● **Work order**:
After reading the listing below, copy it out exactly.

● **Records supplied**:
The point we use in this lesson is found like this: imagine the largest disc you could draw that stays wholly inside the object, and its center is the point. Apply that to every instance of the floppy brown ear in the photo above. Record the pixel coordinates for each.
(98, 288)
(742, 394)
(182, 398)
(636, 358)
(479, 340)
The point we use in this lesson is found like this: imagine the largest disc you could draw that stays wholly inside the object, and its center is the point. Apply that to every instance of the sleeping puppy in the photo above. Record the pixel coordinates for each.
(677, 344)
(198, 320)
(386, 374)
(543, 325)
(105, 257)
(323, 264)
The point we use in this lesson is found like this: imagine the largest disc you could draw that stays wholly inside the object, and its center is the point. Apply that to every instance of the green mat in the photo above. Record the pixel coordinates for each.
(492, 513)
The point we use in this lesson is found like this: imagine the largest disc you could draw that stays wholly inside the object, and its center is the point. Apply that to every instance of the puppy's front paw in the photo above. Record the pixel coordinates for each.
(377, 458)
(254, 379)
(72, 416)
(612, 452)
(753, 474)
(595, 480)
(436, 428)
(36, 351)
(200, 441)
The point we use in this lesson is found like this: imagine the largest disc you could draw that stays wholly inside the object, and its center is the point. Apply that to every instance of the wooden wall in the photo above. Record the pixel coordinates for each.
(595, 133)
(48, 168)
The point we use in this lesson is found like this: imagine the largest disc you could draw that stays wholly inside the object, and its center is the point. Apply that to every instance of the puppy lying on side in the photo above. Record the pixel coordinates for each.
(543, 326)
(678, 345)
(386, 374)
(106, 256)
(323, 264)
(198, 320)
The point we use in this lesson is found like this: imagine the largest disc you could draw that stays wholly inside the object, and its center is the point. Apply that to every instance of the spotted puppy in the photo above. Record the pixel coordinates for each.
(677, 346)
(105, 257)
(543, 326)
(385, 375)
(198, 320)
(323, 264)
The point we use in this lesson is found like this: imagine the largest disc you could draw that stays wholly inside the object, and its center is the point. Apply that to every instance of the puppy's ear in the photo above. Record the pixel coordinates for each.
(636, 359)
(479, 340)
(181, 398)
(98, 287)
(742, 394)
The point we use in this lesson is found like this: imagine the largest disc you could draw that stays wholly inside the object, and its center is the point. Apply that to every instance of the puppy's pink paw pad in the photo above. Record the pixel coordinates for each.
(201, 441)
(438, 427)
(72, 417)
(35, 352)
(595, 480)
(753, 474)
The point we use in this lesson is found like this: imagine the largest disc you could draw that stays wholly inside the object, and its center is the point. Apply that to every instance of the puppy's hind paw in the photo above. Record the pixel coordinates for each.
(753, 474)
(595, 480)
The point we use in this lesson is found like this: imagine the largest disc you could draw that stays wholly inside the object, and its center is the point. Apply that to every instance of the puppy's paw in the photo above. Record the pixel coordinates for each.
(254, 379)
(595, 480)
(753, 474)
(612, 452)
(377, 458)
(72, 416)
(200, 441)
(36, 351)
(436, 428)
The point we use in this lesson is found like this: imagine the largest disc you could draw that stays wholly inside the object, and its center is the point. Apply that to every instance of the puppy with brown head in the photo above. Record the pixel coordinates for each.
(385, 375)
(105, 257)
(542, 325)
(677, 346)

● **Task solution**:
The point we use in this lesson is found like this: imagine the largest disc you could draw that stays wholly inside the object, and its center is the point. Apply that to every instance of the floppy brown ear in the photo above. Record the pixel coordinates for each.
(98, 288)
(742, 394)
(182, 398)
(636, 358)
(479, 340)
The point we use in this lesson is found like this: imagine the largest disc you could draw that stays wholly inside the object, and its center is the point. Apply that to every instance of the sleeping puppy in the photo above. Record the pixel coordinates for each.
(677, 344)
(198, 320)
(386, 374)
(543, 325)
(105, 257)
(323, 264)
The point we use in this lesson is found like this: imagine the largest disc you could draw that stays wholly inside the object, and its center is the point. Apply that to every instance of the green mat in the photo above. Record the pixel coordinates for each.
(492, 513)
The point we use in this lesson is found like this: imagine the largest disc you could draw that stays wholly inside the object, and its center is the point. Apply that to every instance of the puppy's front paw in the photo above. Record the pixel coordinates for each.
(377, 458)
(254, 379)
(72, 416)
(612, 452)
(753, 474)
(595, 480)
(436, 428)
(36, 351)
(200, 441)
The point we use in this lesson is found like this: imagine the largest disc you could draw that stays wholly inside the object, and its center is the point. Apply that to every instance of the wooden wall in the photo above. Record the pixel coordinates for each.
(595, 133)
(48, 168)
The point we use in this lesson is found like this: imagine the largest disc you could draw that stays wholly inside the object, and its center is the point. Apply that to every instance of the puppy lying on side in the photo above. Record the pixel coordinates for each.
(543, 326)
(678, 345)
(386, 374)
(106, 256)
(323, 264)
(198, 320)
The point we use in this lesson is found like this: imagine the largest disc you could draw that stays wholly inside the object, and its center is the point. Apply that to every instance of the spotted puppy in the photo above. Record the pixel coordinates for each.
(677, 346)
(105, 257)
(543, 326)
(385, 375)
(198, 320)
(323, 264)
The point we use in this lesson is found like this: imagine the largest disc you could draw that stays wholly inside the object, and its center is the point. Apply that to every instance of the puppy's ear in the photo above. Record the pixel coordinates for each.
(636, 359)
(479, 340)
(181, 398)
(98, 287)
(742, 394)
The point we use in this lesson is found like this: imagine the largest disc you could draw that stays wholly inside the object, and its center is the point. Apply that to every instance of the puppy's pink paw pad in the photo above. Record the pixel coordinates for each.
(201, 441)
(438, 427)
(72, 417)
(35, 352)
(595, 480)
(753, 474)
The point we use in this lesson is found like this: imagine the largest disc you could draw that stays wholly inside the object, and its center is the point. Apply that to every instance of the puppy's hind paw in the photo above. Record the pixel coordinates for each.
(753, 474)
(595, 480)
The point we use in this lesson is found like this: imagine the largest disc you could draw that stays wholly inside the object, and its center is the point. Apply that to every instance of the puppy's paw in the photo above. Record the pixel coordinates for each.
(254, 379)
(595, 480)
(753, 474)
(612, 452)
(377, 458)
(72, 416)
(200, 441)
(36, 351)
(436, 428)
The point we use in this lesson is found like this: imagine the largest disc you could draw that stays wholly inside the object, and its center is the point. Apply that to every instance of the puppy with brown head in the photo above. Record the pixel coordinates for each.
(385, 375)
(105, 257)
(542, 325)
(677, 346)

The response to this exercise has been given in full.